# Challenge 1:
Translate this sentence from the nondisclosure agreement into Spanish: "NOW THEREFORE, the parties to this Agreement do hereby agree as follows:"
# Challenge 2:
Count the lines in the rows below that contain the string "railing", matching case exactly. Reply with the number alone.

# Quoted text:
NDA/CONFIDENTIALITY

PRO DESIGN ENGINEERING, LLC NONDISCLOSURE AGREEMENT

FOR PROTECTING

XXXXXXXX  XXXXXXXX’ CONFIDENTIAL INFORMATION

 

This Nondisclosure Agreement (“Agreement”) is made as of this ___th day of ______, _____ (the “Effective Date”), by and between Xxxxxxxx  xxxxxxxx, with a place of business at xxxxxxxxxxxxxxxxxxxxxxxxxxxxxxxxxxx (hereinafter “XXXXXXXX  XXXXXXXX”), and Pro Design Engineering, LLC, a limited liability company organized under the laws of the State of Minnesota, having a place of business at 2107 Ibis Drive, Buffalo, MN 55313, U.S.A., (hereinafter “RECIPIENT”).

 

 

RECITALS

 

WHEREAS, the parties desire to establish a confidential relationship whereby confidential and proprietary information of XXXXXXXX  XXXXXXXX may be disclosed by XXXXXXXX  XXXXXXXX to RECIPIENT and such information shall be protected from any disclosure, dissemination or use that is not authorized by XXXXXXXX  XXXXXXXX; and

 

WHEREAS, the parties, for their mutual benefit, are desirous that XXXXXXXX  XXXXXXXX may disclose to RECIPIENT information related to the design of YYYYYYYYYYYYYYYYYYYYYYYYYYYYYYY and proposals related to contracts between XXXXXXXX  XXXXXXXX CO and PRO DESIGN ENGINEERING for the purposes of supporting the development of mentioned product and negotiations related to said development and manufacture.

 

NOW THEREFORE, the parties to this Agreement do hereby agree as follows:

 

  1. The term “CONFIDENTIAL INFORMATION” shall mean any and all information, data, knowledge, or media embodying same, of XXXXXXXX  XXXXXXXX, disclosed by XXXXXXXX  XXXXXXXX to RECIPIENT during the term of this Agreement (whether in written, verbal, visual or electronic form), relating to any aspect of the design and application of diffuser features/components or XXXXXXXX  XXXXXXXX’ business, including, but not limited to, research, products, proposals, software, services, inventions, processes, designs, drawings, customer information, marketing information, employee lists and/or financial information related thereto.

 

  1. RECIPIENT agrees that dissemination of CONFIDENTIAL INFORMATION shall be limited to its employees having a need-to-know to accomplish the purposes set forth above, and subject to the limitations hereinafter set forth.  For a period of five (5) years from termination of this Agreement, RECIPIENT agrees to treat as confidential and not to disclose or disseminate to any third party, or copy or use, in whole or in part, any such CONFIDENTIAL INFORMATION in any manner, except for the purpose set forth above, or as otherwise permitted in writing by XXXXXXXX  XXXXXXXX  RECIPIENT represents and warrants that it has written agreements in place with its employees to so protect its own proprietary information and the proprietary information of others that it is obligated to protect, and that each employee who may have access to the CONFIDENTIAL INFORMATION shall be advised of and subject to the obligations of this Agreement.

Raw records:
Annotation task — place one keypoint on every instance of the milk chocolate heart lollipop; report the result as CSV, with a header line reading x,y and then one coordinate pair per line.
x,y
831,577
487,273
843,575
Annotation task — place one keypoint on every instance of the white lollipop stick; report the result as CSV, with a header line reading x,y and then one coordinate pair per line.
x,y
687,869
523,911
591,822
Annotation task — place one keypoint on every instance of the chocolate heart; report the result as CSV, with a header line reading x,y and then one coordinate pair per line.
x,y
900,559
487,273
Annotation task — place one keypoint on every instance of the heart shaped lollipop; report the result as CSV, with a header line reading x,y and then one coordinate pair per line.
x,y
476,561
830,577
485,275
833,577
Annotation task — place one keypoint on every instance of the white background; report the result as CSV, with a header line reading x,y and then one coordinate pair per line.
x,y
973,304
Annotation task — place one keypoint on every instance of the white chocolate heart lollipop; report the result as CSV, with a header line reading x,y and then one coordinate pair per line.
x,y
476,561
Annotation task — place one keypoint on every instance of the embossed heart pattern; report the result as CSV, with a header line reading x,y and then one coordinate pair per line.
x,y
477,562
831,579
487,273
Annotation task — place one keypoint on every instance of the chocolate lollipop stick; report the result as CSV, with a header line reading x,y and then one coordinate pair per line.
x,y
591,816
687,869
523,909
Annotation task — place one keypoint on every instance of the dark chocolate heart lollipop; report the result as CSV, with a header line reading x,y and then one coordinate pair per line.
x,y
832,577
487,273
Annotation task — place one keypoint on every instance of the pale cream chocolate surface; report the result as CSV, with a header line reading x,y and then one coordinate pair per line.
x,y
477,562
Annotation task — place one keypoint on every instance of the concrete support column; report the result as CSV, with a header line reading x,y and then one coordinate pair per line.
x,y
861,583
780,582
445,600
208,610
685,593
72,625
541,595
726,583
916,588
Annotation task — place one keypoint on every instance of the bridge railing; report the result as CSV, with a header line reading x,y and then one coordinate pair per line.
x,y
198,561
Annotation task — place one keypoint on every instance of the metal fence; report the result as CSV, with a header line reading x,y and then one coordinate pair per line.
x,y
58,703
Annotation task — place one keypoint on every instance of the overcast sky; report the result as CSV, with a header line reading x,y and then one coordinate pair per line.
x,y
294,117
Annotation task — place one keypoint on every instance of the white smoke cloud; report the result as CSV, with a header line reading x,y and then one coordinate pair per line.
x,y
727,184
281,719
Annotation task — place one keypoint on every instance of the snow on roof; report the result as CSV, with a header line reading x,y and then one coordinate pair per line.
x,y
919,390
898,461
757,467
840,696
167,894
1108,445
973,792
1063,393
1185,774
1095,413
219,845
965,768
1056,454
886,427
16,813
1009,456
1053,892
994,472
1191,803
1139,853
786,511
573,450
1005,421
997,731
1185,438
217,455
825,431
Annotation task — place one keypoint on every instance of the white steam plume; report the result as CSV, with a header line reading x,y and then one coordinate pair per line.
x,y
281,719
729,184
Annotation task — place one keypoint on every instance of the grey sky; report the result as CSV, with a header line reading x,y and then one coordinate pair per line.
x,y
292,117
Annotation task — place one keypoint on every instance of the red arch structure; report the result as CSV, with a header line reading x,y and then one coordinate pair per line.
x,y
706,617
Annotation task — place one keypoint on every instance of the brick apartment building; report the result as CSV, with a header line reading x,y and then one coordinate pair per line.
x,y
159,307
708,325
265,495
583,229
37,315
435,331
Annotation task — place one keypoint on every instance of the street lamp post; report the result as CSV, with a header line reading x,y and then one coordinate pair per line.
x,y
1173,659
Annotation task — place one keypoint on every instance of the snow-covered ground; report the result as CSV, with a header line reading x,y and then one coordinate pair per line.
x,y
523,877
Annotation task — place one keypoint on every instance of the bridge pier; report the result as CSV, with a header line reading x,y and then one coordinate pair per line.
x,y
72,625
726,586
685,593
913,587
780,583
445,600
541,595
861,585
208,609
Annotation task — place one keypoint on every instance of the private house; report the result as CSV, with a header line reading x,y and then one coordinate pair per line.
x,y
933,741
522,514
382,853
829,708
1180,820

# Right answer 1:
POR LO TANTO, las partes de este Acuerdo acuerdan por el presente lo siguiente:

# Right answer 2:
1